[PROBLEMS TO SOLVE]:
**1.** In the transcript, who is Speaker 1 going to be announcing with?
**2.** Quote the transcript starting with "Speaker 3 Rico" and going on through "so. All right.".

[QUOTED TEXT]:
----

Speaker 8 There's three great matchups: $500, make your picks. PFT versus Hank as well.

Speaker 1 Yes, I will be announcing with who am I announcing with?

Speaker 6 Rico Bosco.

Speaker 1 Yeah, Rico Bosco.

Speaker 3 Rico Bosco. Jake, how are you feeling about that matchup?

Speaker 8 I'm looking forward to it. Hank's a great competitor.
He's got to stay locked in and get the win.

Speaker 3 Do you think that you're better than Hank? We'll see. Do you think that you're the better player in the office? We'll see.
Out of everyone.

Speaker 1 We'll see. Okay.
I guess so. All right.
Chaps is good to come here. Yeah, we we have chaps back.
You look great.

Speaker 1 His eye is fixed. Took him a year and a half.
Yep. He's down, what, like 70 pounds? 30.
30 pounds. Two days like 70.

Speaker 3 When was the last time you did leg day, chaps?

Speaker 1 Never.

Speaker 8 I'll never do leg day.

Speaker 1 Tiny little.

Speaker 7 I haven't done any day.

Speaker 1 Yeah.

Speaker 7 No days. You just

Speaker 1 do chess. Arms? I'm not doing that day.

Speaker 3 You technically don't skip leg day then. No.

----

[PROVIDED DATA]:
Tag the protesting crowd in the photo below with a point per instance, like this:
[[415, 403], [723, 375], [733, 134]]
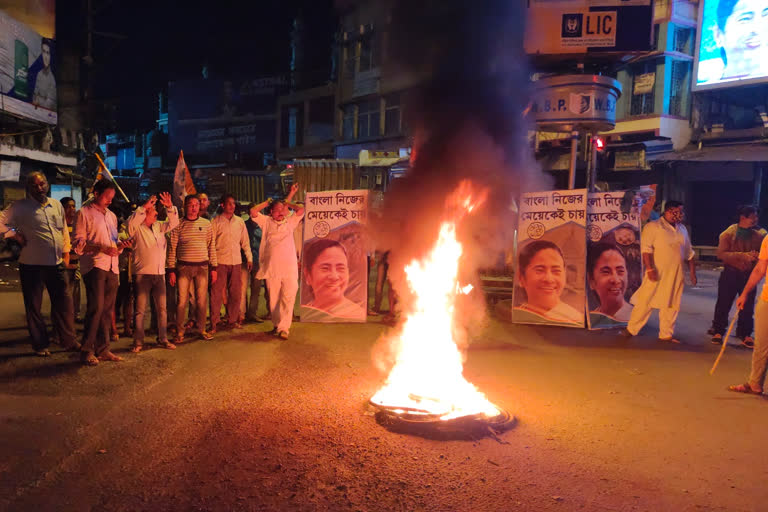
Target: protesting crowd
[[183, 268], [173, 266]]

----

[TASK RESPONSES]:
**1.** Rico Bosco.

**2.**
Speaker 3 Rico Bosco. Jake, how are you feeling about that matchup?

Speaker 8 I'm looking forward to it. Hank's a great competitor.
He's got to stay locked in and get the win.

Speaker 3 Do you think that you're better than Hank? We'll see. Do you think that you're the better player in the office? We'll see.
Out of everyone.

Speaker 1 We'll see. Okay.
I guess so. All right.